§ Source records
━━━━━━━━

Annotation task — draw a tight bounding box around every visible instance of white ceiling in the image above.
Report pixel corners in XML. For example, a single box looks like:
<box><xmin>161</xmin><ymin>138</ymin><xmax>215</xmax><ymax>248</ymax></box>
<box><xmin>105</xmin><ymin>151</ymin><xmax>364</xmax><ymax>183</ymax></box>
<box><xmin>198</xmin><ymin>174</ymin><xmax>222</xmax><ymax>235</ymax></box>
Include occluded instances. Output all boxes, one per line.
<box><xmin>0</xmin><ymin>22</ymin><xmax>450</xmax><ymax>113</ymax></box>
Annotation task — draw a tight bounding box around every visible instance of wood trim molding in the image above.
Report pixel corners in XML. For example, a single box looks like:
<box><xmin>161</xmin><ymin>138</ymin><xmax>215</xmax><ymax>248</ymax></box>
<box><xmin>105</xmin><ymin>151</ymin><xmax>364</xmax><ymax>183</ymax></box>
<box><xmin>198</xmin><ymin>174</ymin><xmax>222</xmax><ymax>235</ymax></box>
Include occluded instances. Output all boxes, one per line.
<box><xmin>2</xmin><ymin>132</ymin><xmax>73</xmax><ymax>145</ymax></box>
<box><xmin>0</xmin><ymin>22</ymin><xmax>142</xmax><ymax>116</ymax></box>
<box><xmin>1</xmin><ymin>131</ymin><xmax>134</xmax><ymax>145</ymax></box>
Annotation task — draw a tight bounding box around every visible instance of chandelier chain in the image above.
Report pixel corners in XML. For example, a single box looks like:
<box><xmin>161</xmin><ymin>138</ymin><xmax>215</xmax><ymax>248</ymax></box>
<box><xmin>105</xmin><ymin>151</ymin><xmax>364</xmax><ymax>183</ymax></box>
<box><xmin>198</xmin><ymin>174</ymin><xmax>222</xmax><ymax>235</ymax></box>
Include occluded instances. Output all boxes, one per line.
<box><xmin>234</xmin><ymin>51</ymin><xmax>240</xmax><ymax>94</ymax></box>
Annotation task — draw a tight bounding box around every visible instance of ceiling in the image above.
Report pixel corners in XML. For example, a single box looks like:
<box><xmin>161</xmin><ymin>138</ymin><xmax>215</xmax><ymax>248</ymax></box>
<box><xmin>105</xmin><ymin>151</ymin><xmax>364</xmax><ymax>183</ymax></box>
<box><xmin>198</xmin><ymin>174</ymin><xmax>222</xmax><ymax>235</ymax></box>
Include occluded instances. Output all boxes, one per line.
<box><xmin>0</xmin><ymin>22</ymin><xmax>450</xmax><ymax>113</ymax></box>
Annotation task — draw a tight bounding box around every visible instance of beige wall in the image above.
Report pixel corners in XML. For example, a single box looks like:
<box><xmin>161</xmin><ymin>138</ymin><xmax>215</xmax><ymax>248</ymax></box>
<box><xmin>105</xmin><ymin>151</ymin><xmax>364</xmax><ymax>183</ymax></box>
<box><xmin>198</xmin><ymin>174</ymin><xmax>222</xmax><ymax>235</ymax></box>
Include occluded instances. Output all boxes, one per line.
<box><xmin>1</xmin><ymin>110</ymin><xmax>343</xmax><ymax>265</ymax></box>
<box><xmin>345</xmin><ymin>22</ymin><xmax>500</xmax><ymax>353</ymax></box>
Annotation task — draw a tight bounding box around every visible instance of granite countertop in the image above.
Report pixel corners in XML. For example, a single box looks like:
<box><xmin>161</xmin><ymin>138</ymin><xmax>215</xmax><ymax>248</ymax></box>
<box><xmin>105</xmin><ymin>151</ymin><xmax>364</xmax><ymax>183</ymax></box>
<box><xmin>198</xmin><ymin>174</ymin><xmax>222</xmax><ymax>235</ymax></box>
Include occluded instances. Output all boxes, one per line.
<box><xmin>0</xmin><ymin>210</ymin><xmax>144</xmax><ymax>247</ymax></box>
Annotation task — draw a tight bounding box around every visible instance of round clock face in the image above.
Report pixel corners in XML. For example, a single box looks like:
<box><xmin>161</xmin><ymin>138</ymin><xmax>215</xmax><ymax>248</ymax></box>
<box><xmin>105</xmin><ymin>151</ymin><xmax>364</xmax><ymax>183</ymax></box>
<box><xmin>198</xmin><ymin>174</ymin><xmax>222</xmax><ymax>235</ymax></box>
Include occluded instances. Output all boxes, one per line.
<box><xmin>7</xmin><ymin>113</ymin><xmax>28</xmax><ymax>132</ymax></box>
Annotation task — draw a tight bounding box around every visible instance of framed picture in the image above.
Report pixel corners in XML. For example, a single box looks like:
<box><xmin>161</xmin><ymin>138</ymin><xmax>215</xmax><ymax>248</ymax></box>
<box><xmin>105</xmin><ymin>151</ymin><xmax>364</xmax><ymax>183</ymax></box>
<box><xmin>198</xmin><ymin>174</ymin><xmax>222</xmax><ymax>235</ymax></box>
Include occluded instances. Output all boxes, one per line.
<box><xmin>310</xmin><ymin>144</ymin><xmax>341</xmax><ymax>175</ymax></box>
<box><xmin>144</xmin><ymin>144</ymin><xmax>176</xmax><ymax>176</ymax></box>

━━━━━━━━

§ Problem to solve
Tell how many lines in the data include the string "ceiling". Reply with the number and no other text.

§ Task response
2